
      The revised edition (TPL1.1) resolves some data quality issues and contains a Rosaceae data set supplied from Richard Pankhurst from Edinburgh Botanical Garden. The Plant List Version 1.1 will be an important resource for facilitating the revised Target 1 of the GSPC for 2020: the production of an Online World Flora. This version includes 1,064,035 scientific plant names of species rank. Of these 350,699 (33%) are accepted species names, 44% are synonyms and 23% are unresolved (these latter requiring further work to determine their status).

        Assembling The Plant List

        Assembling The Plant List has been a collaborative venture coordinated by botanists and IT specialists at the Royal Botanic Gardens, Kew and Missouri Botanical Garden and has relied on the generosity of many collaborators who manage significant taxonomic data resources. The purpose was to merge into a single consistent database the best of the nomenclatural information available in these diverse data resources through a defined and automated process.

## [To do]
A. Answer these questions using the text on The Plant List:
(i) How many scientific plant names of species rank does Version 1.1 include?
(ii) Who supplied the Rosaceae data set, and from which institution?
(iii) Botanists and IT specialists at which two institutions coordinated the assembly of The Plant List?
B. Transcribe the part of the text on The Plant List that opens with the words containing "The revised edition" and closes with "determine their status).".
C. Go on with the text on The Plant List from the point where it stops.

## [Excerpted data]
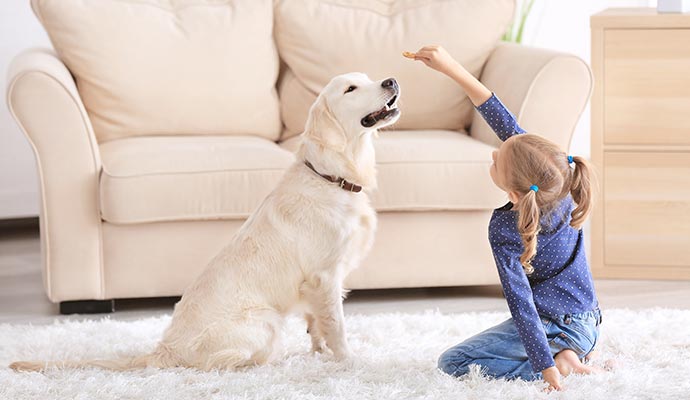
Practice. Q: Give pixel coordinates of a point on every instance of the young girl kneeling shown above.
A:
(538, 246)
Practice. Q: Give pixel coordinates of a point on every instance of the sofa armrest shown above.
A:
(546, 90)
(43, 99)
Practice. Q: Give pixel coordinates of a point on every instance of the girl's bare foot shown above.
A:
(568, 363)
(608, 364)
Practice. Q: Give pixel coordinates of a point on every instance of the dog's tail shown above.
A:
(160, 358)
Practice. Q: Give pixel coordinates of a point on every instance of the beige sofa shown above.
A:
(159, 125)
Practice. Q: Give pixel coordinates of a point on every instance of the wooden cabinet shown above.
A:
...
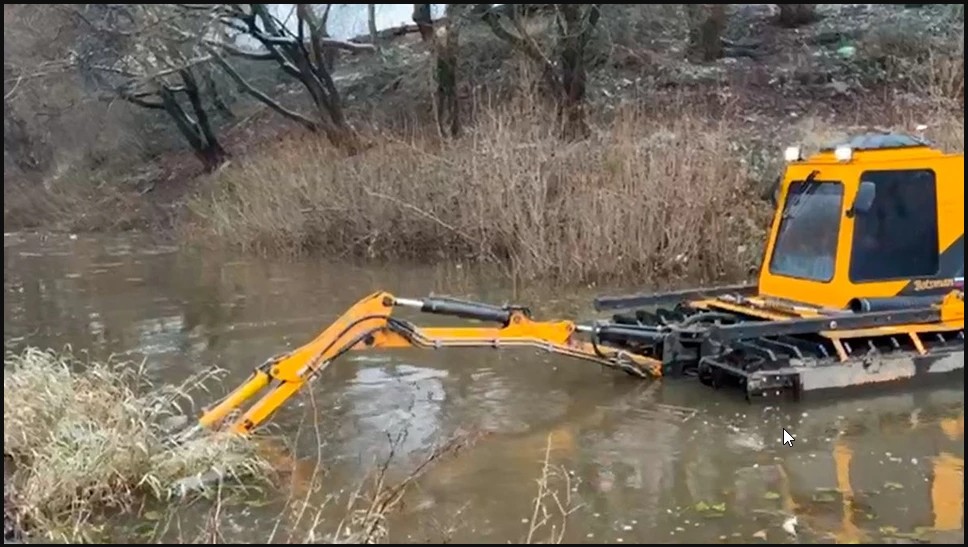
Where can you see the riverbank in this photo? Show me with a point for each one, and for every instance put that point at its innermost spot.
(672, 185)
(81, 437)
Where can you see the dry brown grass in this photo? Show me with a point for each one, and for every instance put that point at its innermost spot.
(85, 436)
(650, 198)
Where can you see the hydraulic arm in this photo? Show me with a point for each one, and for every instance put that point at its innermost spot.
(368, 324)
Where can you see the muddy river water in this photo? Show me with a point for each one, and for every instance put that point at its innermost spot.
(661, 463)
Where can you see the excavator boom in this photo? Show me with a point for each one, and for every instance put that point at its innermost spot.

## [Response list]
A.
(i) 1,064,035
(ii) Richard Pankhurst, from Edinburgh Botanical Garden
(iii) The Royal Botanic Gardens, Kew and Missouri Botanical Garden

B.
The revised edition (TPL1.1) resolves some data quality issues and contains a Rosaceae data set supplied from Richard Pankhurst from Edinburgh Botanical Garden. The Plant List Version 1.1 will be an important resource for facilitating the revised Target 1 of the GSPC for 2020: the production of an Online World Flora. This version includes 1,064,035 scientific plant names of species rank. Of these 350,699 (33%) are accepted species names, 44% are synonyms and 23% are unresolved (these latter requiring further work to determine their status).

C.
        Development of The Plant List involved merging many taxonomic data sources. This sounds straightforward but is challenging intellectually and from an IT perspective. We took the accepted names and synonymy relationships from global checklist datasets, and augmented these by adding additional names and synonymy relationships from various regional and national floristic datasets using a sequence of logical rules. Species names not accounted for in any of the previously incorporated data sets are added from nomenclatural resources, ensuring the list is comprehensive for all plant names. Finally, a further set of rules is applied to the final data set to resolve inconsistencies, conflicting or overlapping status and to correct logical data errors.

          The Plant List is static. It is neither updated regularly from the original data sources, nor edited directly. Feedback and corrections pertaining to its records are passed onto the source database for consideration. If accepted by the source database, they may be incorporated in a future version. The Plant List represents work in progress. Data comes from a variety of sources which are both monographic (global) and regional in scope and these data sources vary in the extent to which comprehensive synonymy is included, their stage of development and the degree to which they have been exposed to peer review.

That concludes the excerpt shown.